• [Given task]
Please transcribe the part of the rows below that opens with the line containing "Tag any visible dense" and closes with the line containing "412 85 474 352", copying each line exactly.

• [Information given]
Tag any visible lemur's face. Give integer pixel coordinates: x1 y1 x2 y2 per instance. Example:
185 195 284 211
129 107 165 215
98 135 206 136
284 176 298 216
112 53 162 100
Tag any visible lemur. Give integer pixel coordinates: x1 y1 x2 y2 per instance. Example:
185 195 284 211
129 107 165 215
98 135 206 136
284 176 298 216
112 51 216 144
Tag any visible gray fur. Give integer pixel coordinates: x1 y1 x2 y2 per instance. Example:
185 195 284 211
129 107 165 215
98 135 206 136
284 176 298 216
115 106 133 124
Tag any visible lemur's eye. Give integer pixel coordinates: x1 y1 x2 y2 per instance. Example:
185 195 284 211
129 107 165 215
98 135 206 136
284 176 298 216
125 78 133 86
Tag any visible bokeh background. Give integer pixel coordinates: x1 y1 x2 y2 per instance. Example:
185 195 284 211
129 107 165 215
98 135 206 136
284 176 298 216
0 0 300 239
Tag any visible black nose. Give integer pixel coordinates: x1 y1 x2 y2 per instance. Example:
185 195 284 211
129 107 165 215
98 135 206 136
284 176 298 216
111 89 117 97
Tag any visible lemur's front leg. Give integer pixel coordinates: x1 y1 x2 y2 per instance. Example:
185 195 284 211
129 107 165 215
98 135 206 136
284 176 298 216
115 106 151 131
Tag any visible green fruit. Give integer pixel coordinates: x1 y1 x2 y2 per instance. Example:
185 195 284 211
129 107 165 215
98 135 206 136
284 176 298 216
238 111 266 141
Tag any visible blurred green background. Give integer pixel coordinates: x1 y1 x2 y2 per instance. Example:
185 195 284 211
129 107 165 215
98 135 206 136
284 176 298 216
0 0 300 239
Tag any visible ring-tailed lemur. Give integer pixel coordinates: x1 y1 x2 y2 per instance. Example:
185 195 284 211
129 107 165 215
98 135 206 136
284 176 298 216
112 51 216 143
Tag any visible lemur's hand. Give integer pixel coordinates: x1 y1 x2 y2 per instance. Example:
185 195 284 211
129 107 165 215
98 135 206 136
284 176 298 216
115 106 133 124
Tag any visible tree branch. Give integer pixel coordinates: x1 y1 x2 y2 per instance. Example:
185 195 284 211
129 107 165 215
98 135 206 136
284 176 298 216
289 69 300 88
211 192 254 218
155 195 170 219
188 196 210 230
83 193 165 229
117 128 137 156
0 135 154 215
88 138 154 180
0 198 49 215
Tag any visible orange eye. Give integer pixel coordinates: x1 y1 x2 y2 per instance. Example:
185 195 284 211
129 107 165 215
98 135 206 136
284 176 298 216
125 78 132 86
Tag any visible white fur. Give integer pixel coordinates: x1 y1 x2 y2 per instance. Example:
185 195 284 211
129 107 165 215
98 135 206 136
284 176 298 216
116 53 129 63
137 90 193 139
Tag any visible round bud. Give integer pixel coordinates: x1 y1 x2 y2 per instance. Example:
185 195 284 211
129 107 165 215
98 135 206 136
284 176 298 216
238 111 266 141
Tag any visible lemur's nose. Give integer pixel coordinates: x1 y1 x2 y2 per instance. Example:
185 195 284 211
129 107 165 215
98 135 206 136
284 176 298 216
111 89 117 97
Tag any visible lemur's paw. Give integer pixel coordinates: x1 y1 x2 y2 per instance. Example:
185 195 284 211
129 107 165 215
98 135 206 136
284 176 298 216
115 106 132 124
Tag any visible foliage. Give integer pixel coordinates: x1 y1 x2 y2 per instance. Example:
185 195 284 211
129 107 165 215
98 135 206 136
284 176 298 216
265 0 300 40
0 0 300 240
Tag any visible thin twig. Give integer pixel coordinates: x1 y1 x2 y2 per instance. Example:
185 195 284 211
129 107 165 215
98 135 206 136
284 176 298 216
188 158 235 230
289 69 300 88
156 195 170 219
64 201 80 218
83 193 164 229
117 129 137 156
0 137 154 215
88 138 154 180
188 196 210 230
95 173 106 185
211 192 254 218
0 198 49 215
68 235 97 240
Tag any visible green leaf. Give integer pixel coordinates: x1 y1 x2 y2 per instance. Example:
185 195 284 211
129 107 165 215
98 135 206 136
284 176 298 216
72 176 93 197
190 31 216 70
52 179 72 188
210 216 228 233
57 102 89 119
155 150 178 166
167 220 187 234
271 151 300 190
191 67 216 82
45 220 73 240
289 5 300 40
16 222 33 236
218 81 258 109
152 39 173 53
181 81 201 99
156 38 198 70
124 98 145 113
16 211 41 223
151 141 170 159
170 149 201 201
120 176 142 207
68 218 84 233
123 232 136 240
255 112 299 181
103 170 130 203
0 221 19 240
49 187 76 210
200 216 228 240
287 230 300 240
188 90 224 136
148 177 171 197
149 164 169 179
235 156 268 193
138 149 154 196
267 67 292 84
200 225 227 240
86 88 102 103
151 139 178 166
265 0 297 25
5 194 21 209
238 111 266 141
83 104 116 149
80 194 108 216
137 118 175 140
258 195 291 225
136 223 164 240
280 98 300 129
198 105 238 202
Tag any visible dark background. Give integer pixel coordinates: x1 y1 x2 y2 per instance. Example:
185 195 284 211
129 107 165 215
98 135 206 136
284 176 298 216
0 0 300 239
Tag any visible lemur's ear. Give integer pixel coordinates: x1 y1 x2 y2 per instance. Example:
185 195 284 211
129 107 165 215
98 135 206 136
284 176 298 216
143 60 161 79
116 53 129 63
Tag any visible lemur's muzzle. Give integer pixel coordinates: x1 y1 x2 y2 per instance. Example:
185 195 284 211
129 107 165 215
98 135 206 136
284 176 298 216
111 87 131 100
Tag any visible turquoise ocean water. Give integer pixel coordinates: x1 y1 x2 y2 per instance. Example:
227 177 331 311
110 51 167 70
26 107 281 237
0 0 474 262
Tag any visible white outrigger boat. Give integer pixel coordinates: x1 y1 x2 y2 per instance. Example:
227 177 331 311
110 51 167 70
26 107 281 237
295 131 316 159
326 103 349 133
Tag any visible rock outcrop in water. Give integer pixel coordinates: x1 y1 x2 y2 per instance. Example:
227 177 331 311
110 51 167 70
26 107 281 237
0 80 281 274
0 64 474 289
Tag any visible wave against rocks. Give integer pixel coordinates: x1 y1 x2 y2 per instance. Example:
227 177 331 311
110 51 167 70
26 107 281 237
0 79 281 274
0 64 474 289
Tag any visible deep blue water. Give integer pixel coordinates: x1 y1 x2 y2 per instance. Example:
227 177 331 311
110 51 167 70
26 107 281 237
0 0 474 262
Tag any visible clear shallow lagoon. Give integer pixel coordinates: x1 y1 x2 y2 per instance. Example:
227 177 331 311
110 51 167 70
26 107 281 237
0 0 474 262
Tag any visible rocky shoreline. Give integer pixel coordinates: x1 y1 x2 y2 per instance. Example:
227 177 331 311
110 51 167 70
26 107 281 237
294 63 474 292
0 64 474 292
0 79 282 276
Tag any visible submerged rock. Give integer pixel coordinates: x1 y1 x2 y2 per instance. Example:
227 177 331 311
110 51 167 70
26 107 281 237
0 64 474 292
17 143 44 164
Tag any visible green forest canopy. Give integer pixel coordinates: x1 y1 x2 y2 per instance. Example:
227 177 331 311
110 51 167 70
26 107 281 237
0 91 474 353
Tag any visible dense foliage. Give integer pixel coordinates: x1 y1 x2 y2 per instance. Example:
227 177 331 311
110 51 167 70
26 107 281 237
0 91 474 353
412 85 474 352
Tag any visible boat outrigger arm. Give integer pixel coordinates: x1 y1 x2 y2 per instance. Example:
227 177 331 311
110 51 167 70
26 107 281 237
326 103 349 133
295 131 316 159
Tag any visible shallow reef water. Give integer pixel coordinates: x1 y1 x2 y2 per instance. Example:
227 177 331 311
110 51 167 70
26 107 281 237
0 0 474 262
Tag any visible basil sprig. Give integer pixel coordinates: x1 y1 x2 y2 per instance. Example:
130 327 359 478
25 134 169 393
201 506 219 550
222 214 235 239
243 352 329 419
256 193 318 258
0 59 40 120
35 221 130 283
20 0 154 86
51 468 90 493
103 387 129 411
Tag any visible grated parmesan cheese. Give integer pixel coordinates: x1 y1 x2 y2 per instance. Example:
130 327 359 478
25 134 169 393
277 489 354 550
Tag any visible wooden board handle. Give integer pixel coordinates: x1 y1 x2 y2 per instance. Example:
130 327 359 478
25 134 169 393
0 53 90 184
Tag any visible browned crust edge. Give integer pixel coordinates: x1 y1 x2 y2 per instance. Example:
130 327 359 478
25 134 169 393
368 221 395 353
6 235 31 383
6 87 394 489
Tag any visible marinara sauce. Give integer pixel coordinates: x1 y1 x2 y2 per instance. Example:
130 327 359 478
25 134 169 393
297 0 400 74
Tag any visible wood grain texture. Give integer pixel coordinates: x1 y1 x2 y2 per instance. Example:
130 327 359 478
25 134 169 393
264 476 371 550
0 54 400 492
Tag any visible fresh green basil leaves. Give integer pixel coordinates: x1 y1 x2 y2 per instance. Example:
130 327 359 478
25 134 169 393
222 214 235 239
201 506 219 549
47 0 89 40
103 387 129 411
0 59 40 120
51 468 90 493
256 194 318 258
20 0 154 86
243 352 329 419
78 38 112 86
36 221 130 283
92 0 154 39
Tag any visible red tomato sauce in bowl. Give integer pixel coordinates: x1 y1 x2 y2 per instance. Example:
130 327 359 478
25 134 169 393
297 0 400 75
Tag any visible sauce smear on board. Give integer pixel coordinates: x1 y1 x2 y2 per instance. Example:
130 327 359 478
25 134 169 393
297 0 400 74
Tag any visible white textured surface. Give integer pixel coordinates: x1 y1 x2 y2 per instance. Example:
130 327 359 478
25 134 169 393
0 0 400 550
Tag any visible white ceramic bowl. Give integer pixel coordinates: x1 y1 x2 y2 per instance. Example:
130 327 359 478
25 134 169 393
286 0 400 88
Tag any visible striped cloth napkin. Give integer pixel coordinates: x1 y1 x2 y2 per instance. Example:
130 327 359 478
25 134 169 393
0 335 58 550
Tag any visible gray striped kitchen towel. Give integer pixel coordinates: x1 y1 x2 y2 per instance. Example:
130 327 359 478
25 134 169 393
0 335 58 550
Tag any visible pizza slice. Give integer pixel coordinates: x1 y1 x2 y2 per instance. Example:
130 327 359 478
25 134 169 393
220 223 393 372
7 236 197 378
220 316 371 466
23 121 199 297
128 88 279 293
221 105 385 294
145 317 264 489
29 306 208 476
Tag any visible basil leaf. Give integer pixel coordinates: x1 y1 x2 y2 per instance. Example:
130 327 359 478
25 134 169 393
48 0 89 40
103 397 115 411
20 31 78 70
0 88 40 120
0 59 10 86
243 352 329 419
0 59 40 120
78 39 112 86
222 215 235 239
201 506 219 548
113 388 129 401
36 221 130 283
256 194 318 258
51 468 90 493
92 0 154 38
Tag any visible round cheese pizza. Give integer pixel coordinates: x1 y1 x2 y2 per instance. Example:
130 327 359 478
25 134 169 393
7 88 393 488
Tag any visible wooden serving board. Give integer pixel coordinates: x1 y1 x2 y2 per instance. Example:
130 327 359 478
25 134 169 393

• [Task answer]
Tag any visible dense foliage. Give integer pixel coordinates: x1 y1 x2 y2 per instance. Example:
227 177 331 311
110 51 167 70
26 107 281 237
0 91 474 353
412 85 474 352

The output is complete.